Repeat the following lines exactly and nothing else: the line containing "# point at: horizontal" and each line after it through the end of the listing.

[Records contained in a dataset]

>>>

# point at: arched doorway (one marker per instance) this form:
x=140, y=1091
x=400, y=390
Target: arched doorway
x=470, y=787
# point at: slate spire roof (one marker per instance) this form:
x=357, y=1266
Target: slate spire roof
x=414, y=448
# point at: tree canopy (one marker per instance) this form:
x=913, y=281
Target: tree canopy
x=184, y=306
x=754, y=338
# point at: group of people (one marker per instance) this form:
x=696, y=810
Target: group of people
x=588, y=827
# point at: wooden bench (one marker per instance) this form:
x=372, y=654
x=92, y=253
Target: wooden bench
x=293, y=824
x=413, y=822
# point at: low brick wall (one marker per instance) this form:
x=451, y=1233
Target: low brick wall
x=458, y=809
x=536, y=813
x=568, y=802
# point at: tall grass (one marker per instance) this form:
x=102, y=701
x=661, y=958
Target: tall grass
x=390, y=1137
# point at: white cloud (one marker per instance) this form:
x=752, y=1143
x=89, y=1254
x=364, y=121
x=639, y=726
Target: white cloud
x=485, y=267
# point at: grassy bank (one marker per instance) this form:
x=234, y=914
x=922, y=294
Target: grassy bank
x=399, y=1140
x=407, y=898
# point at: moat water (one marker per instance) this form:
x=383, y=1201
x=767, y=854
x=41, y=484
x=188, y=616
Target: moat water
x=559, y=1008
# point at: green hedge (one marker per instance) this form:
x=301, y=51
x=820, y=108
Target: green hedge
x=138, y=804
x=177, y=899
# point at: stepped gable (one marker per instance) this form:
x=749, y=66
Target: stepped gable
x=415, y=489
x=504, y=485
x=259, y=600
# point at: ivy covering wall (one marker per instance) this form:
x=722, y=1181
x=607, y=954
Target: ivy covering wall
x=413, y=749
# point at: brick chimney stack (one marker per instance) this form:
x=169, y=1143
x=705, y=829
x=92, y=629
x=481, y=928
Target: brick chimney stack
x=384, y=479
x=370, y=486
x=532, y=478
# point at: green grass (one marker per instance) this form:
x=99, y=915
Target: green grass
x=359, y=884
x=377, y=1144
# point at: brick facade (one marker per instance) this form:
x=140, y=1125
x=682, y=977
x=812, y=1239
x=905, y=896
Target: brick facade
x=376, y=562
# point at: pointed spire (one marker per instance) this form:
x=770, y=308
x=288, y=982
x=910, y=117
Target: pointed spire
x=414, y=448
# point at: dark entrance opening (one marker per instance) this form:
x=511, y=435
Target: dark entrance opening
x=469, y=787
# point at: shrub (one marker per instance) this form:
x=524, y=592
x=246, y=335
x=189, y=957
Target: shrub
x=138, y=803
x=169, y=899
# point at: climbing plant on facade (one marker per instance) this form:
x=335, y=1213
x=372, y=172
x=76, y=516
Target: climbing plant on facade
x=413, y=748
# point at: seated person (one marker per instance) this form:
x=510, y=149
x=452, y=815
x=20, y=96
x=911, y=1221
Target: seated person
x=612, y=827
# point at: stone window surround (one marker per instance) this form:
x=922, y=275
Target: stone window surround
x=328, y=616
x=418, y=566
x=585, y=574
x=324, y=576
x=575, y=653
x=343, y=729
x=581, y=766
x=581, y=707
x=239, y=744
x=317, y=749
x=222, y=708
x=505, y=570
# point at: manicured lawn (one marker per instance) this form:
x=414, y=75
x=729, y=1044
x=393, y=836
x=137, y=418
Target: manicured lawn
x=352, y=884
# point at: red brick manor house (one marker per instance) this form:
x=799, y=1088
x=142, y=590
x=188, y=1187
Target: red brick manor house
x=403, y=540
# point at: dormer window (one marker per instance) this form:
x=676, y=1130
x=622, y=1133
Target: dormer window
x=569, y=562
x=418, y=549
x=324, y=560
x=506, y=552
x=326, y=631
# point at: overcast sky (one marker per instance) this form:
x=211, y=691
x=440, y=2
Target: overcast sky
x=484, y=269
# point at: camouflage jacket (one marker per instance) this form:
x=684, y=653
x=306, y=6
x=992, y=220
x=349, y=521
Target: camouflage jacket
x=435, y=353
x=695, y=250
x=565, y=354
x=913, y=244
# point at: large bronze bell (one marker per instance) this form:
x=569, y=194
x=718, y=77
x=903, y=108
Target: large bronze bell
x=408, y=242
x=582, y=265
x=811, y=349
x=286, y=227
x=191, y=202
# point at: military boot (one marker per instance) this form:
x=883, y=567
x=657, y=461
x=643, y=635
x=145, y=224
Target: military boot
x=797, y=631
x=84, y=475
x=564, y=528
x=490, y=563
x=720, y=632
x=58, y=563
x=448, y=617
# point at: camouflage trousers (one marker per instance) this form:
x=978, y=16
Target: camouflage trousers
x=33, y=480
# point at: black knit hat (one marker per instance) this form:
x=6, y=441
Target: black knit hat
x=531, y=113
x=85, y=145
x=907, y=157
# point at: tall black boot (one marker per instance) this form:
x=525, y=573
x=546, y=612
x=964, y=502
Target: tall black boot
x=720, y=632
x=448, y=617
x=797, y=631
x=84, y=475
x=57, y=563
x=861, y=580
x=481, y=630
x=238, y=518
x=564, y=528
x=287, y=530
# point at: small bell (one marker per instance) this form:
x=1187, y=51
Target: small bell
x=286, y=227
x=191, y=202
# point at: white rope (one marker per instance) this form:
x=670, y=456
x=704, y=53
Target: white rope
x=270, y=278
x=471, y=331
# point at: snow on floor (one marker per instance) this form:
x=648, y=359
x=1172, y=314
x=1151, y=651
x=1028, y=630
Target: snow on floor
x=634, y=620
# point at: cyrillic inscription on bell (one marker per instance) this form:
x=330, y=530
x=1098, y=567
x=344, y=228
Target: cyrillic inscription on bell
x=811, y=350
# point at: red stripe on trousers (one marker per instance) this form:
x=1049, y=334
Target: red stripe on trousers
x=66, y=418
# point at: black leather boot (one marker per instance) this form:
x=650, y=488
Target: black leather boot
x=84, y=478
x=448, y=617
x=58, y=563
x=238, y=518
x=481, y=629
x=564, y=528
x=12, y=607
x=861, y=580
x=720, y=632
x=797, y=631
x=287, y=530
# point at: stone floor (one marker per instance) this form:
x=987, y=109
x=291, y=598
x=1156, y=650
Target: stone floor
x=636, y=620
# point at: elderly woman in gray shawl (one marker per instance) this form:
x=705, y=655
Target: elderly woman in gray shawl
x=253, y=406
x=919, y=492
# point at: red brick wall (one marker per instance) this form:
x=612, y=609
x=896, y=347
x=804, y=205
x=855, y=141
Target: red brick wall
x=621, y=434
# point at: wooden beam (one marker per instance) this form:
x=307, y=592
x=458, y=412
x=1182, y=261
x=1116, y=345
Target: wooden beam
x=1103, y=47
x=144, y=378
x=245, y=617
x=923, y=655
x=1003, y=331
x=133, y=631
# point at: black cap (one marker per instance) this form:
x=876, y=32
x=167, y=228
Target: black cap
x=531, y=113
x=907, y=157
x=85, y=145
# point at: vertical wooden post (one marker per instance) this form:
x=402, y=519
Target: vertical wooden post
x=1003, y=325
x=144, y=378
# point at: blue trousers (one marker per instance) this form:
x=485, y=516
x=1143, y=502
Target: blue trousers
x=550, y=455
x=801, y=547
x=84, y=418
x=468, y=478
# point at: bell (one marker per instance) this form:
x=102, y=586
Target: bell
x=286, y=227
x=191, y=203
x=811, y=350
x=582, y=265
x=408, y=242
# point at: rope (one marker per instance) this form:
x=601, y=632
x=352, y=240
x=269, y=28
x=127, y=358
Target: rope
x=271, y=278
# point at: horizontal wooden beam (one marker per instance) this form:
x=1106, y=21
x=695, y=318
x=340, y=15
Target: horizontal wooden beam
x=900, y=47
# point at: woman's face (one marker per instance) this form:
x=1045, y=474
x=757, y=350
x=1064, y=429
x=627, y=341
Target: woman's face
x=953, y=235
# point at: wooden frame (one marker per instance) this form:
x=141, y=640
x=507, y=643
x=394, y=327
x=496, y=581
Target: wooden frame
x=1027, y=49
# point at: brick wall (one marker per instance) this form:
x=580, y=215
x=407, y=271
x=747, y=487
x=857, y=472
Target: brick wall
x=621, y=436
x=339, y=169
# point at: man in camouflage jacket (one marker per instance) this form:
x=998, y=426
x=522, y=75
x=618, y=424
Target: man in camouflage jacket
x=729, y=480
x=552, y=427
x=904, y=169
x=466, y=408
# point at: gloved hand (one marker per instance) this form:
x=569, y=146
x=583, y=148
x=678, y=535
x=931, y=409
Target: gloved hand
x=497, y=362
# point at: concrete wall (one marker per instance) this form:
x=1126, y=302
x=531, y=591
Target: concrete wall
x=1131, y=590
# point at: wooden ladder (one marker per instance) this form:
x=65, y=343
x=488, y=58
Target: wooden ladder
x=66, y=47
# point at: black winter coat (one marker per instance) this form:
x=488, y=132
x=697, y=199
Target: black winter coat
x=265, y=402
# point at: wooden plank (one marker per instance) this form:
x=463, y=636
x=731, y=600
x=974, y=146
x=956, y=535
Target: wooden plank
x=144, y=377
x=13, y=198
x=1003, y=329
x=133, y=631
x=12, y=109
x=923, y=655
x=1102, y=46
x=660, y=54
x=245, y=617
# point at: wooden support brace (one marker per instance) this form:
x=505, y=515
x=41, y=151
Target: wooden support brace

<<<

• [Result]
# point at: horizontal wooden beam (one marker per instance) this form:
x=1106, y=21
x=695, y=318
x=340, y=15
Target: horizontal wooden beam
x=900, y=47
# point at: woman's face (one marker per instance) this form:
x=1045, y=474
x=757, y=350
x=1064, y=429
x=627, y=341
Target: woman's face
x=953, y=235
# point at: wooden frame (one marker per instance) this form:
x=141, y=640
x=507, y=643
x=394, y=327
x=496, y=581
Target: wooden frame
x=1027, y=49
# point at: brick wall (one marker per instance) this form:
x=580, y=215
x=407, y=271
x=747, y=487
x=857, y=472
Target: brick wall
x=621, y=436
x=339, y=169
# point at: man in camouflage jacket (one marker per instance) this form:
x=998, y=426
x=522, y=75
x=618, y=424
Target: man in camouflage jacket
x=729, y=480
x=552, y=427
x=904, y=169
x=466, y=408
# point at: gloved hand (one marker per instance) this form:
x=569, y=146
x=583, y=148
x=678, y=535
x=931, y=409
Target: gloved hand
x=497, y=362
# point at: concrete wall (one marker per instance) this form:
x=1126, y=302
x=531, y=591
Target: concrete wall
x=1131, y=590
# point at: wooden ladder (one marker per instance) this form:
x=65, y=343
x=488, y=58
Target: wooden ladder
x=66, y=47
# point at: black winter coat (one marker per instance) this form:
x=488, y=132
x=697, y=199
Target: black winter coat
x=265, y=402
# point at: wooden plank (one marker per instance) this form:
x=463, y=636
x=731, y=600
x=974, y=146
x=956, y=535
Target: wooden plank
x=144, y=377
x=13, y=198
x=1003, y=329
x=133, y=631
x=12, y=109
x=923, y=655
x=1102, y=46
x=660, y=54
x=245, y=617
# point at: wooden support brace (one marker per instance) this form:
x=505, y=515
x=41, y=151
Target: wooden support brace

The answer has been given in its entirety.